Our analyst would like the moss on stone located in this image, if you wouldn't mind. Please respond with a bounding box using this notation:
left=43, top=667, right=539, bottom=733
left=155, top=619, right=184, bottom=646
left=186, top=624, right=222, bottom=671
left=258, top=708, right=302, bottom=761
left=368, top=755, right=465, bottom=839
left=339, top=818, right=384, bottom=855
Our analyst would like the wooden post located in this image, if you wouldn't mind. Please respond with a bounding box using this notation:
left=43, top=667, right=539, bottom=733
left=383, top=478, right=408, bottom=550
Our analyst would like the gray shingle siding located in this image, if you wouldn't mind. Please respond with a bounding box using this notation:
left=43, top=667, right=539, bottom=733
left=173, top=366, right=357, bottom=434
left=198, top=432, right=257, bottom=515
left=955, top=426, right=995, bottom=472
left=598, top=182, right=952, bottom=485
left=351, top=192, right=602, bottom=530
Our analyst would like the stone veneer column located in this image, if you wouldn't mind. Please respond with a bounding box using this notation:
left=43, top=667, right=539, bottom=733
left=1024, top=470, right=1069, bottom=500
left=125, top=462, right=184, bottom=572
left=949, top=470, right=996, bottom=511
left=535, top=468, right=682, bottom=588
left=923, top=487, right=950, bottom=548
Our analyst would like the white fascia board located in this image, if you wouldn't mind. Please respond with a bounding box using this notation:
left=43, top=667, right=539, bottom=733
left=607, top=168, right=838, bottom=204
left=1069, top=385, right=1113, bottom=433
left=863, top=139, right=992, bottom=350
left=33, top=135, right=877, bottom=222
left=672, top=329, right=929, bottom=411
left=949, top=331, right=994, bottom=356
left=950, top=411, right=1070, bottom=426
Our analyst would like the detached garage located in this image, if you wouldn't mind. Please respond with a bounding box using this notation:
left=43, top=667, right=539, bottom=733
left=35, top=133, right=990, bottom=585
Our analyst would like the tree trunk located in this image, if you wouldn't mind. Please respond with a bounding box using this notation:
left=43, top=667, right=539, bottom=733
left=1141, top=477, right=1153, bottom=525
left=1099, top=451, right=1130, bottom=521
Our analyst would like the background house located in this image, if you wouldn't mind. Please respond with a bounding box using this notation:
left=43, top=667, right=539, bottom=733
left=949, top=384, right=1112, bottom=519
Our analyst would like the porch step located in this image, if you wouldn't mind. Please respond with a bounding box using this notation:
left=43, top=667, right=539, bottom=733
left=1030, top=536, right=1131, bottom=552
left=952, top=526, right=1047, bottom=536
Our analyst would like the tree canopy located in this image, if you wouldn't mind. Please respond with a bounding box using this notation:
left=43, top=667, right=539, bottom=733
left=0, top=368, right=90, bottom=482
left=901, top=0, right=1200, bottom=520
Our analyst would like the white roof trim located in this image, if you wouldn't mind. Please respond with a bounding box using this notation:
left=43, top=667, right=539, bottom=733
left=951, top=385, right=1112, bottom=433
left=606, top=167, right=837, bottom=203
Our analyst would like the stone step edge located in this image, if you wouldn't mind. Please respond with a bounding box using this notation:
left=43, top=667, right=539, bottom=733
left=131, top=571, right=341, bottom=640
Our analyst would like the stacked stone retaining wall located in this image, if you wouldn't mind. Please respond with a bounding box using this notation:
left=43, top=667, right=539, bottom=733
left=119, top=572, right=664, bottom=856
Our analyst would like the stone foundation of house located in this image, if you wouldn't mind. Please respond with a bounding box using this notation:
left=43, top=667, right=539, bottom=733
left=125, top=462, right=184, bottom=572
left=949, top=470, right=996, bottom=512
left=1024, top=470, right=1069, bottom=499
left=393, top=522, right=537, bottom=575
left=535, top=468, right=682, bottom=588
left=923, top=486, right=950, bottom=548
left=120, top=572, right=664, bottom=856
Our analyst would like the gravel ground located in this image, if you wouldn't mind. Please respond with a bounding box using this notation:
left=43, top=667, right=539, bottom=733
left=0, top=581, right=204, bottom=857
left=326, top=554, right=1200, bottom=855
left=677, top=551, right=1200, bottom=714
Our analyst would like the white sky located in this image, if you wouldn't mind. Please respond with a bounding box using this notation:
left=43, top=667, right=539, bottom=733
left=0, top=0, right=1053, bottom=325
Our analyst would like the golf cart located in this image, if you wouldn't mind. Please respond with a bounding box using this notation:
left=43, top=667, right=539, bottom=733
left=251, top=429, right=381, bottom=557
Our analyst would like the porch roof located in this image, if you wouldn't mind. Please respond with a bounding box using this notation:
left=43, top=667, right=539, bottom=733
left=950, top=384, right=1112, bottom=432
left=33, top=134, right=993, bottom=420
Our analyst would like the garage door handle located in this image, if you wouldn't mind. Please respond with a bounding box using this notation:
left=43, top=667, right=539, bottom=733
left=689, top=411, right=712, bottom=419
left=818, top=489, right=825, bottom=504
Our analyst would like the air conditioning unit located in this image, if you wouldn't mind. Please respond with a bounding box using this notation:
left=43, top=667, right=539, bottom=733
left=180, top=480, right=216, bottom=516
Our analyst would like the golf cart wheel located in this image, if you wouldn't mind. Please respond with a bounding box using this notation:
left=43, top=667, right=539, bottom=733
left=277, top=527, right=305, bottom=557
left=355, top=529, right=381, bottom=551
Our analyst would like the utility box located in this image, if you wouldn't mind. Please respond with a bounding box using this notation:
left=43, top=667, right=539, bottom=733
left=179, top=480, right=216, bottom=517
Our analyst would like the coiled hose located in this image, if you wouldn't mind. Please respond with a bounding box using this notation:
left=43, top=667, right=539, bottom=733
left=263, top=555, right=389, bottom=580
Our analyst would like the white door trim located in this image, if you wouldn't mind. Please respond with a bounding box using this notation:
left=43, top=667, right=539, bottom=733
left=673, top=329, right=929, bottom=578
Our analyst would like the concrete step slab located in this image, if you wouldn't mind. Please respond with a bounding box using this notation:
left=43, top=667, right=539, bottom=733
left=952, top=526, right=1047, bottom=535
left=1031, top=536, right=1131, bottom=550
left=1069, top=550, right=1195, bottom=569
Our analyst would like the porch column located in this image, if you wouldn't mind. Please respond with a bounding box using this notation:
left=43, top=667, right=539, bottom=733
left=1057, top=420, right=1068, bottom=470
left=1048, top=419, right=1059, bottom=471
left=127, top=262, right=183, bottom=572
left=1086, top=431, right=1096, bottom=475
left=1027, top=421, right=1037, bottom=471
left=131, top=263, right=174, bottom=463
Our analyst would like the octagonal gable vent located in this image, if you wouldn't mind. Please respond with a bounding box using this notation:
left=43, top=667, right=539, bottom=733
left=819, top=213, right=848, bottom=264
━━━━
Work to complete – Extract every entry above as it appears.

Written solution –
Our analyst would like the moss on stone located in this image, if you wouldn't mind. Please respond with a bounding box using this notation:
left=43, top=667, right=539, bottom=733
left=155, top=619, right=184, bottom=646
left=186, top=624, right=222, bottom=671
left=258, top=708, right=302, bottom=761
left=368, top=755, right=465, bottom=839
left=339, top=818, right=384, bottom=855
Our analyst would like the wooden post located in this image, if you wouldn't mind. Please respond with a bounding box using this notation:
left=43, top=667, right=539, bottom=733
left=383, top=478, right=408, bottom=550
Our analyst would like the gray shingle siding located in this image, if you wouldn't mind. Please respond with a bounding box using this notation:
left=43, top=667, right=539, bottom=733
left=173, top=366, right=357, bottom=434
left=198, top=432, right=257, bottom=515
left=955, top=426, right=995, bottom=472
left=598, top=182, right=952, bottom=485
left=351, top=192, right=602, bottom=530
Our analyst would like the stone veneer column located in this image, if you wouldn't mind. Please respond with a bounding box using this notation:
left=43, top=667, right=539, bottom=733
left=1024, top=470, right=1069, bottom=500
left=125, top=462, right=184, bottom=572
left=949, top=470, right=996, bottom=511
left=535, top=468, right=682, bottom=588
left=923, top=487, right=950, bottom=548
Our analyst would like the white fascia board located in this image, if you wouldn't mind. Please respond with a bounding box using this notation:
left=43, top=667, right=539, bottom=733
left=607, top=168, right=838, bottom=204
left=1069, top=385, right=1113, bottom=433
left=863, top=139, right=992, bottom=350
left=33, top=135, right=877, bottom=222
left=672, top=329, right=929, bottom=411
left=949, top=331, right=994, bottom=356
left=950, top=411, right=1070, bottom=426
Our analyst would like the detached garage located in this image, if you wouldn't mind. Please respond with a bounding box using this notation:
left=43, top=667, right=539, bottom=733
left=35, top=133, right=990, bottom=585
Our analyst would like the tree trunk located in this image, if you wouldn't mind. Please respond with a bounding box using this notation:
left=43, top=667, right=539, bottom=733
left=1141, top=477, right=1153, bottom=525
left=1099, top=451, right=1130, bottom=521
Our analyst would like the background house located in this image, if you wouldn't mind. Please respond with a bounding box using this notation:
left=43, top=667, right=539, bottom=733
left=949, top=384, right=1112, bottom=519
Our analyst would like the porch step located in this image, if you wouldn't mind. Please respond with a bounding box using this notation:
left=43, top=667, right=539, bottom=733
left=1030, top=536, right=1131, bottom=552
left=952, top=526, right=1047, bottom=536
Our analyst would like the tree canopy located in this image, if you wouldn't mind. Please respond with a bounding box using this notation:
left=43, top=667, right=539, bottom=733
left=0, top=368, right=90, bottom=482
left=901, top=0, right=1200, bottom=520
Our analyst would like the white roof trim located in this image, if you wouldn't mind. Please respond with a bounding box using this notation:
left=43, top=667, right=539, bottom=733
left=951, top=385, right=1112, bottom=433
left=606, top=167, right=837, bottom=203
Our analyst would like the stone step edge located in this image, if you wouldn't mind. Please respond with a bounding box using this notation:
left=43, top=667, right=539, bottom=733
left=131, top=571, right=341, bottom=640
Our analyst would like the stacked stone retaining wall located in this image, if you wouldn't mind. Please respond with a bounding box using this notation:
left=43, top=667, right=539, bottom=733
left=119, top=572, right=664, bottom=856
Our analyst would like the stone foundation of house located in this image, if you wouldn't mind. Please respond with a bounding box using this notation:
left=43, top=667, right=539, bottom=733
left=125, top=462, right=184, bottom=572
left=949, top=470, right=996, bottom=512
left=1024, top=470, right=1069, bottom=499
left=393, top=522, right=537, bottom=575
left=535, top=468, right=682, bottom=588
left=923, top=486, right=950, bottom=548
left=120, top=572, right=664, bottom=856
Our analyst would like the gravel ground located in this image, if you wouldn't mind. Please respond with a bounding box using this notation:
left=43, top=667, right=539, bottom=733
left=0, top=581, right=204, bottom=857
left=326, top=554, right=1200, bottom=855
left=677, top=551, right=1200, bottom=714
Our analyst would like the white sky located in this image, if you wouldn't mind. Please respond with a bounding box using this notation:
left=43, top=667, right=539, bottom=733
left=0, top=0, right=1053, bottom=325
Our analyst would like the golf cart located in this image, if you wouldn't mind. Please respond with a bounding box using this notation:
left=43, top=667, right=539, bottom=733
left=251, top=429, right=381, bottom=557
Our analyst would like the porch roof located in this image, if you wouldn't mind. Please respond with a bounding box using this notation:
left=43, top=667, right=539, bottom=733
left=950, top=384, right=1112, bottom=432
left=33, top=134, right=993, bottom=420
Our analyst would like the garage door handle located in this image, if you wouldn't mind. Please respond with a bounding box using this notation:
left=43, top=667, right=539, bottom=733
left=689, top=411, right=712, bottom=419
left=818, top=489, right=825, bottom=504
Our analyst would like the air conditioning unit located in this image, if you wouldn't mind. Please respond with a bounding box using this notation:
left=43, top=667, right=539, bottom=733
left=180, top=480, right=216, bottom=516
Our analyst would like the golf cart wheel located in this image, if you wouldn't mind. Please respond with a bounding box using this notation:
left=43, top=667, right=539, bottom=733
left=277, top=527, right=305, bottom=557
left=355, top=529, right=381, bottom=551
Our analyst would like the utility box located in this image, if you wouldn't mind. Please respond with a bounding box using this notation:
left=43, top=667, right=539, bottom=733
left=179, top=480, right=216, bottom=517
Our analyst would like the coiled hose located in this image, if you wouldn't mind. Please respond with a bounding box using this notation:
left=43, top=667, right=539, bottom=733
left=263, top=555, right=389, bottom=580
Our analyst would like the white door trim located in this image, if you wouldn't mind. Please respond with a bounding box using this notation:
left=43, top=667, right=539, bottom=733
left=673, top=329, right=929, bottom=578
Our analyst would like the concrete step slab located in this image, if you wouldn't mind. Please respond with a bounding box using this notation:
left=43, top=667, right=539, bottom=733
left=952, top=526, right=1047, bottom=535
left=1031, top=536, right=1131, bottom=550
left=1069, top=550, right=1195, bottom=569
Our analyst would like the porch column located in this image, if you wouldn't mind. Please respond with a bounding box using this notation:
left=43, top=667, right=539, bottom=733
left=1057, top=420, right=1068, bottom=470
left=1048, top=419, right=1059, bottom=471
left=127, top=262, right=183, bottom=572
left=1086, top=431, right=1096, bottom=475
left=1027, top=421, right=1037, bottom=471
left=131, top=263, right=174, bottom=463
Our analyst would like the octagonal gable vent located in this image, if you wouldn't mind. Please respond with a bounding box using this notation:
left=43, top=667, right=539, bottom=733
left=819, top=213, right=848, bottom=264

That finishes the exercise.